## START Supplied entries

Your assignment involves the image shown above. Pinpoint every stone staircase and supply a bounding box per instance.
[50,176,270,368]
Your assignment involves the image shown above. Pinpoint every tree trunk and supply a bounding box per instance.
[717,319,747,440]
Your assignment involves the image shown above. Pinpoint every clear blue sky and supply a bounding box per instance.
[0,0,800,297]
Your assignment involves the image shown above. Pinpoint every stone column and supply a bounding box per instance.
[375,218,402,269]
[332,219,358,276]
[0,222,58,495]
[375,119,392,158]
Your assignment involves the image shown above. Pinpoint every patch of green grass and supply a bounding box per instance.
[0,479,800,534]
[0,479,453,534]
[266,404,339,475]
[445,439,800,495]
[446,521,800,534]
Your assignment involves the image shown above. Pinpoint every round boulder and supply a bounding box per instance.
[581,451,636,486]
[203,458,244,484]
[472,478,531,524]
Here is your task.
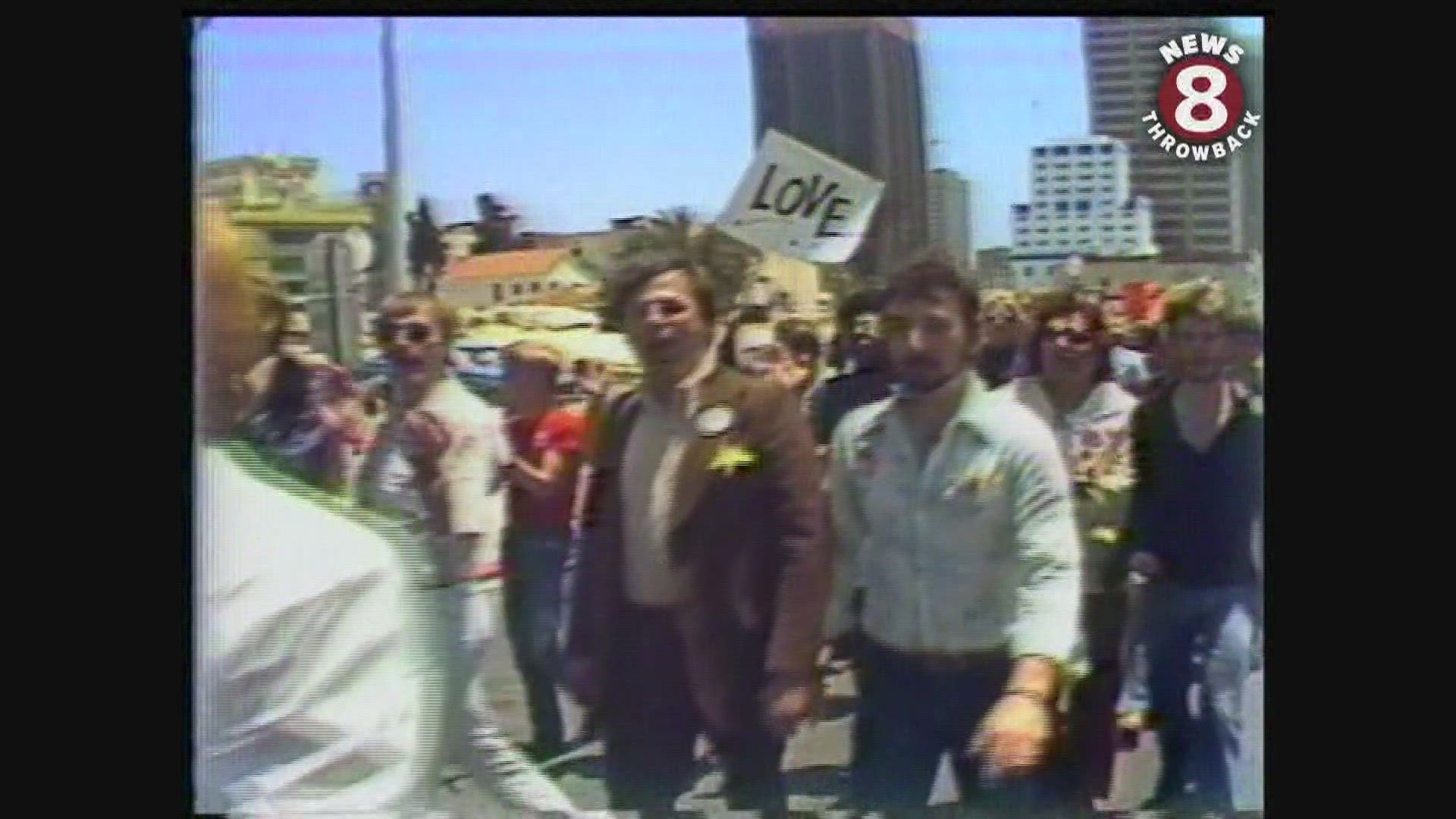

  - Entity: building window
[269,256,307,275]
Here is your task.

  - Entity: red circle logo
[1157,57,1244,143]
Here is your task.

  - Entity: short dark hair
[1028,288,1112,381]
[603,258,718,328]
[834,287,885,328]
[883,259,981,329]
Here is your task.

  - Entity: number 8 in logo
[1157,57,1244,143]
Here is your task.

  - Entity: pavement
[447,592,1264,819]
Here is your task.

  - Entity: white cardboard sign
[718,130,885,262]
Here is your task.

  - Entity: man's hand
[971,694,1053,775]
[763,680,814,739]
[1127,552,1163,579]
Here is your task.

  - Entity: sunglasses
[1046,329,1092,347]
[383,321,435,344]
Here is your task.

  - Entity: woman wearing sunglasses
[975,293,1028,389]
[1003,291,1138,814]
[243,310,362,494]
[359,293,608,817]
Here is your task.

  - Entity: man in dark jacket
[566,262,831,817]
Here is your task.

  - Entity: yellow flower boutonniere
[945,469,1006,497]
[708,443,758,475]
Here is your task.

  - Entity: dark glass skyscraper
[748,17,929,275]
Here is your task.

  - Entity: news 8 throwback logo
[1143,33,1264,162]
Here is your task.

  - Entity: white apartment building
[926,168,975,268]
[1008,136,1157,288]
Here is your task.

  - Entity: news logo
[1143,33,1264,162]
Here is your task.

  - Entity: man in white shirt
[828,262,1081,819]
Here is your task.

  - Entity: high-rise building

## END Supplied entries
## START Supplied entries

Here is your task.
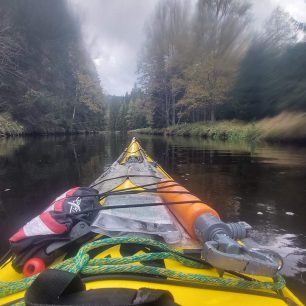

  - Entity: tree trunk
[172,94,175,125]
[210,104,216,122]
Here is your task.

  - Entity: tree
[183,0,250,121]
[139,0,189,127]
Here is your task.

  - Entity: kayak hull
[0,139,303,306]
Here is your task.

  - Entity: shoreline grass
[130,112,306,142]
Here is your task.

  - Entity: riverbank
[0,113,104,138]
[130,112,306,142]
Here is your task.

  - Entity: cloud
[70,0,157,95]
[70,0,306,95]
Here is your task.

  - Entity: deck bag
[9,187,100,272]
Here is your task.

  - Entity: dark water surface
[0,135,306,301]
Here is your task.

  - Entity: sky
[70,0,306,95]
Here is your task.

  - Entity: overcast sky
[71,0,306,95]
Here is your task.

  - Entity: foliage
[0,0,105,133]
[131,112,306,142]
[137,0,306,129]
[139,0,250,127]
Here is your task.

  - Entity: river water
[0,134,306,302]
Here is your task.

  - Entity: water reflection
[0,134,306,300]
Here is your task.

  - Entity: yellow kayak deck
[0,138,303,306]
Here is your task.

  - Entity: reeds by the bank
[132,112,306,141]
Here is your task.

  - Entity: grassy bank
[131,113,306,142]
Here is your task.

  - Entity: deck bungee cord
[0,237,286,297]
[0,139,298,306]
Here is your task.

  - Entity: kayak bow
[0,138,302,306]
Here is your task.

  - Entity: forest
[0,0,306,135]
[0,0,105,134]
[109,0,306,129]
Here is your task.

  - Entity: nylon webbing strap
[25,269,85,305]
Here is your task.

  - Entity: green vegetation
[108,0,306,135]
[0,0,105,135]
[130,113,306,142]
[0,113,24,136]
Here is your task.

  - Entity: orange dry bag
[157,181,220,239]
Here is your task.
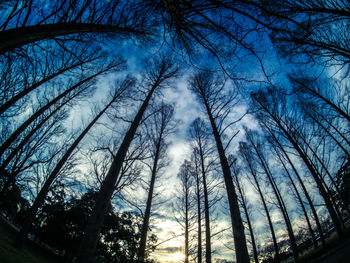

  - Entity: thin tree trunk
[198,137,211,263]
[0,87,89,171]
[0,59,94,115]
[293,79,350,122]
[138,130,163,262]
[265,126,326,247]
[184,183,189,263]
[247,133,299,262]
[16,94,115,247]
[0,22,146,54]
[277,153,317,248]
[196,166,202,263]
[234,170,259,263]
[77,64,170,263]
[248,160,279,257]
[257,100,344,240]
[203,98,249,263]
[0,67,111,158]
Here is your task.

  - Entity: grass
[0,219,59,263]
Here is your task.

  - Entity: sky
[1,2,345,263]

## END Supplied entries

* _Job_: Show each line of the data above that contains the word "sunglasses", reproducing every such line in full.

* _Output_:
  - Entity: sunglasses
  - Entity: woman wearing sunglasses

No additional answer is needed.